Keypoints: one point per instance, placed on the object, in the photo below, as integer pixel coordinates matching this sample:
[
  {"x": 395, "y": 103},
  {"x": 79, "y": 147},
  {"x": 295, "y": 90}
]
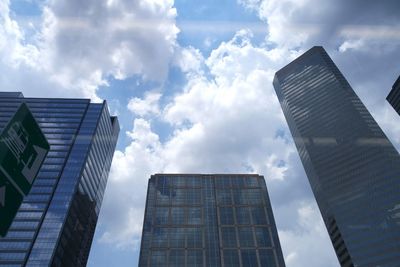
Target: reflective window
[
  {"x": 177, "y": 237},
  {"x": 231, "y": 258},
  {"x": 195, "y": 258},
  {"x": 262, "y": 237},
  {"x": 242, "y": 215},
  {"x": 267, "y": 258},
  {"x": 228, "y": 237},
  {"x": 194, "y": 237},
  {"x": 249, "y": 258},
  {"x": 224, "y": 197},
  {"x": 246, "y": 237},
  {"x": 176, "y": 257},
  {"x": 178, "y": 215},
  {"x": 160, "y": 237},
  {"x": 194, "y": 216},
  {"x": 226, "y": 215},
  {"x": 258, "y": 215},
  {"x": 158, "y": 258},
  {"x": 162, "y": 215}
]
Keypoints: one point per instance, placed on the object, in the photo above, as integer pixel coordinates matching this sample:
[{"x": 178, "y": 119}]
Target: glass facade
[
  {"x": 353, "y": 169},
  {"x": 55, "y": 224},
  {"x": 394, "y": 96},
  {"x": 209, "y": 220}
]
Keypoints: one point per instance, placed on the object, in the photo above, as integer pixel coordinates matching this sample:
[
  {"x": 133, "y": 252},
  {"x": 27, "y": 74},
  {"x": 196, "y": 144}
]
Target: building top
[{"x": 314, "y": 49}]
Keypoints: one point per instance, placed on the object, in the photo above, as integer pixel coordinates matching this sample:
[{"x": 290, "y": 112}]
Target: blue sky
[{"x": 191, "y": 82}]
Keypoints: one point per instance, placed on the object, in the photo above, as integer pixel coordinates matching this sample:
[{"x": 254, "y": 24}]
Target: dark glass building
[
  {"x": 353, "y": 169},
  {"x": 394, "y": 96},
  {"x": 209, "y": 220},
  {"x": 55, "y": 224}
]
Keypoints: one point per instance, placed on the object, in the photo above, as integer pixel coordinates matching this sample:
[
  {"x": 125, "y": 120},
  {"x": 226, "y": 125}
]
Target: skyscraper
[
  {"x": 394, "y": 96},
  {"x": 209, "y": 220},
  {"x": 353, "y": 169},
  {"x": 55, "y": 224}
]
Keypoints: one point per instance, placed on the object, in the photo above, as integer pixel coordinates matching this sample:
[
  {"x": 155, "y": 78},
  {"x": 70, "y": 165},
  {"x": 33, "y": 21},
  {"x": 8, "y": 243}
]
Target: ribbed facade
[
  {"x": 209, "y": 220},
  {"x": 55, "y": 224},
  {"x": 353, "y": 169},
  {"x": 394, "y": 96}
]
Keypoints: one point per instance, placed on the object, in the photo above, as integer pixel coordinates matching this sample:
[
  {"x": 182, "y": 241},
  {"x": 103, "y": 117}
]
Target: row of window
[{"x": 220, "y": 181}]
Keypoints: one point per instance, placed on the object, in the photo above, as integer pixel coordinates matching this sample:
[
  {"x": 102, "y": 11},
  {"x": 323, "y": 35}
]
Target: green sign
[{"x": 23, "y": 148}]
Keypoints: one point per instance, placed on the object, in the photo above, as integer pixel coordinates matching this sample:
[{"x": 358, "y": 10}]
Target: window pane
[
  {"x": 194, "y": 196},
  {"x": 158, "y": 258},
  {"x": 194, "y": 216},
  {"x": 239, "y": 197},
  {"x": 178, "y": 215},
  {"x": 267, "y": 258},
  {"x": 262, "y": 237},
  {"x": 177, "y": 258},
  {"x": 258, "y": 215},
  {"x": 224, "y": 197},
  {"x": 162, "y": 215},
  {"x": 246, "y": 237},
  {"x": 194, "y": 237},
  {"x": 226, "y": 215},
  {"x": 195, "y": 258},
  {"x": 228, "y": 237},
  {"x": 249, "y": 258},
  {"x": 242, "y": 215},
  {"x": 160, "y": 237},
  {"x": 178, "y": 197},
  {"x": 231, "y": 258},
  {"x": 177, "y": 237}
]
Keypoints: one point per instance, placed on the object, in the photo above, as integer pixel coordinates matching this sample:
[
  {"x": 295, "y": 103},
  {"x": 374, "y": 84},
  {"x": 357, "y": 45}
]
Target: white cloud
=-=-=-=-=
TASK PROMPT: Take the data above and repeat it exactly, leaving each picture out.

PROBLEM SOLUTION:
Keypoints: one point per instance, placed on the object, in the photo below, as integer pixel coordinates matching this sample:
[
  {"x": 395, "y": 103},
  {"x": 79, "y": 147},
  {"x": 295, "y": 90}
]
Target: reflective window
[
  {"x": 177, "y": 237},
  {"x": 231, "y": 258},
  {"x": 195, "y": 258},
  {"x": 262, "y": 237},
  {"x": 242, "y": 215},
  {"x": 267, "y": 258},
  {"x": 228, "y": 237},
  {"x": 194, "y": 237},
  {"x": 249, "y": 258},
  {"x": 224, "y": 197},
  {"x": 246, "y": 237},
  {"x": 176, "y": 257},
  {"x": 178, "y": 215},
  {"x": 160, "y": 237},
  {"x": 194, "y": 216},
  {"x": 226, "y": 215},
  {"x": 258, "y": 215},
  {"x": 158, "y": 258},
  {"x": 162, "y": 215}
]
Keypoints: one point per instance, placed on the object, in the photo above, as integer pixel coordinates matching this sample:
[{"x": 178, "y": 119}]
Target: glass facade
[
  {"x": 353, "y": 169},
  {"x": 55, "y": 224},
  {"x": 394, "y": 96},
  {"x": 209, "y": 220}
]
Keypoints: one point per instance, placed on the object, in the photo above, as integer pixel coordinates matching this sample:
[
  {"x": 133, "y": 252},
  {"x": 27, "y": 74},
  {"x": 196, "y": 144}
]
Target: building top
[{"x": 314, "y": 49}]
Keypoints: one point per instance, placed on the object, in the photo above, as integer pixel coordinates matching this sample:
[{"x": 290, "y": 112}]
Target: blue sky
[{"x": 191, "y": 82}]
Keypoints: one point per instance, placed on the object, in the photo above, as integer pixel coordinates matching this sample:
[{"x": 254, "y": 24}]
Target: dark glass building
[
  {"x": 353, "y": 169},
  {"x": 394, "y": 96},
  {"x": 209, "y": 220},
  {"x": 55, "y": 224}
]
Keypoints: one point per instance, placed on the object, in the photo above, as integer pixel coordinates matching this sample:
[
  {"x": 125, "y": 120},
  {"x": 226, "y": 125}
]
Target: skyscraper
[
  {"x": 394, "y": 96},
  {"x": 209, "y": 220},
  {"x": 353, "y": 169},
  {"x": 55, "y": 224}
]
Keypoints: one point per instance, placed on the object, in the photo above, as integer pixel coordinates matching this sample:
[
  {"x": 155, "y": 78},
  {"x": 70, "y": 165},
  {"x": 33, "y": 21},
  {"x": 8, "y": 243}
]
Target: ribbed facade
[
  {"x": 209, "y": 220},
  {"x": 55, "y": 224},
  {"x": 353, "y": 169},
  {"x": 394, "y": 96}
]
Keypoints: one point per instance, placed on the object, in the photo above, as integer pixel coordinates matching this sample:
[
  {"x": 182, "y": 241},
  {"x": 103, "y": 117}
]
Target: row of window
[{"x": 220, "y": 181}]
Keypoints: one point per instance, placed on the object, in the photo above, as integer pixel coordinates matching this sample:
[
  {"x": 102, "y": 11},
  {"x": 323, "y": 35}
]
Target: green sign
[{"x": 23, "y": 148}]
Keypoints: one point per instance, placed on the object, in the photo above, as integer pixel coordinates matching this sample:
[{"x": 358, "y": 10}]
Target: window pane
[
  {"x": 194, "y": 196},
  {"x": 158, "y": 258},
  {"x": 194, "y": 216},
  {"x": 239, "y": 197},
  {"x": 178, "y": 215},
  {"x": 267, "y": 258},
  {"x": 262, "y": 237},
  {"x": 177, "y": 258},
  {"x": 258, "y": 215},
  {"x": 224, "y": 197},
  {"x": 162, "y": 215},
  {"x": 246, "y": 237},
  {"x": 194, "y": 237},
  {"x": 226, "y": 215},
  {"x": 195, "y": 258},
  {"x": 228, "y": 237},
  {"x": 249, "y": 258},
  {"x": 242, "y": 215},
  {"x": 160, "y": 237},
  {"x": 178, "y": 197},
  {"x": 231, "y": 258},
  {"x": 177, "y": 237}
]
Keypoints: one point per instance, placed on the object, in the photo above, as integer pixel coordinates matching this sample:
[
  {"x": 295, "y": 103},
  {"x": 374, "y": 84},
  {"x": 357, "y": 45}
]
Target: white cloud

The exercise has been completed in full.